C'est un grand classique, un problème socio-économique ou politique survient ou perdure, la route est coupée par un groupe actif.
Puis les gendarmes ou les forces anti-émeutes arrivent, délogent tout le monde et ramassent les plus turbulents, filtrent les manifestants et envoient les meneurs au tribunal qui écopent de quelques mois de prison.
Ainsi, chaque année, des routes sont coupées par des mouvements de protestation. Cet été encore, les raisons de la colère ont été multiples: coupures sauvages d'électricité et d'eau, inflation, insécurité, feux de forêt d'origine criminelle et laxisme des autorités, de nombreux problèmes qui ont poussé d'autres routes à être coupées un peu partout.
Mais il y a quelques jours, un groupe de citoyens d'El Frine, à l'extrême est du pays, a été plus loin et a carrément construit, en pleine nuit, un mur de briques en travers de la route nationale 44, la fermant totalement.

ENTRÉES DE DONNÉES:

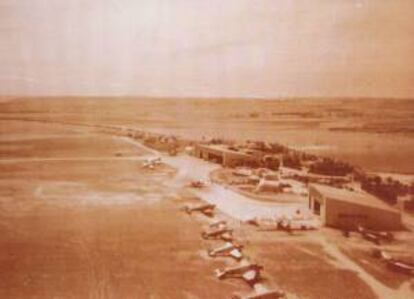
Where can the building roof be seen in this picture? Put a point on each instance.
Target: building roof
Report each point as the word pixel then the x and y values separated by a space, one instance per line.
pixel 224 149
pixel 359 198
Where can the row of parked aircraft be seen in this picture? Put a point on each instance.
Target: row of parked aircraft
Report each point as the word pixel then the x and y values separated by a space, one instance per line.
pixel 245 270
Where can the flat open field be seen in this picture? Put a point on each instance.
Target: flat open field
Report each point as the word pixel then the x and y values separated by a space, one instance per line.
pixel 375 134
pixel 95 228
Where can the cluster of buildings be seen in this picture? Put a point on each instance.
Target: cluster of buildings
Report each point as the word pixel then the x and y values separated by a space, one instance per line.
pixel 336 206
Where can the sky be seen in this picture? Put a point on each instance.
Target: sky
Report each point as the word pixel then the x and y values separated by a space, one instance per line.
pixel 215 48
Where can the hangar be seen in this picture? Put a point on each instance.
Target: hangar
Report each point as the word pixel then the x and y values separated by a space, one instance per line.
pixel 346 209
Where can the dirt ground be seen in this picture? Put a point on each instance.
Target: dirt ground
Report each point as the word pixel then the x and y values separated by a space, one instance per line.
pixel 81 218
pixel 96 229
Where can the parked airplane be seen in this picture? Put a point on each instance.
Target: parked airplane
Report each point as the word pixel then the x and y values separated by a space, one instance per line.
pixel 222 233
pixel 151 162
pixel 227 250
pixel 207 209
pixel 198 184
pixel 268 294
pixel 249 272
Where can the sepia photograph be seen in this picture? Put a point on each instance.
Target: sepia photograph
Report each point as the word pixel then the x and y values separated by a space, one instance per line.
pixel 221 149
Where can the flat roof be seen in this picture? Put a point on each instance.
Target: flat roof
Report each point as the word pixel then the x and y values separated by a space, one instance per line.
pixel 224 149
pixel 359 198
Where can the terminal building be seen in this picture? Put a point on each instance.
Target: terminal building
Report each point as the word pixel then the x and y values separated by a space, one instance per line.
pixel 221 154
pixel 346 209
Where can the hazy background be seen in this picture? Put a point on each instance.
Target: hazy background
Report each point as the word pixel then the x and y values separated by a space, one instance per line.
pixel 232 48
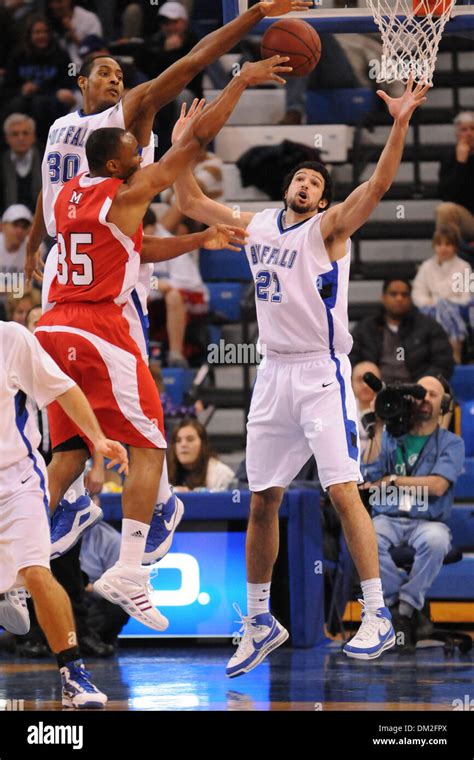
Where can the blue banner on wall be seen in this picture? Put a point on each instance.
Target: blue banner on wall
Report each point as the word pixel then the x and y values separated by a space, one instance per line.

CONSIGNE 1: Indiquez, pour chacune des affirmations suivantes, si elle concorde avec le texte source sur les routes coupées, en répondant par oui ou par non et en citant textuellement les mots du texte qui tranchent : (a) les meneurs des manifestants sont envoyés au tribunal ; (b) le mur de briques a été construit en plein jour ; (c) la route nationale 44 n'a été que partiellement fermée.
CONSIGNE 2: Recopiez à l'identique, dans les enregistrements, les lignes qui commencent à celle contenant «Where can the terminal» et se terminent à celle contenant «pixel 232 48», ces deux lignes incluses.

RÉPONSE FINALE 1:
(a) Oui : « envoient les meneurs au tribunal ».
(b) Non : « en pleine nuit ».
(c) Non : « la fermant totalement ».

RÉPONSE FINALE 2:
Where can the terminal building be seen in this picture? Put a point on each instance.
Target: terminal building
Report each point as the word pixel then the x and y values separated by a space, one instance per line.
pixel 221 154
pixel 346 209
Where can the hazy background be seen in this picture? Put a point on each instance.
Target: hazy background
Report each point as the word pixel then the x and y values separated by a space, one instance per line.
pixel 232 48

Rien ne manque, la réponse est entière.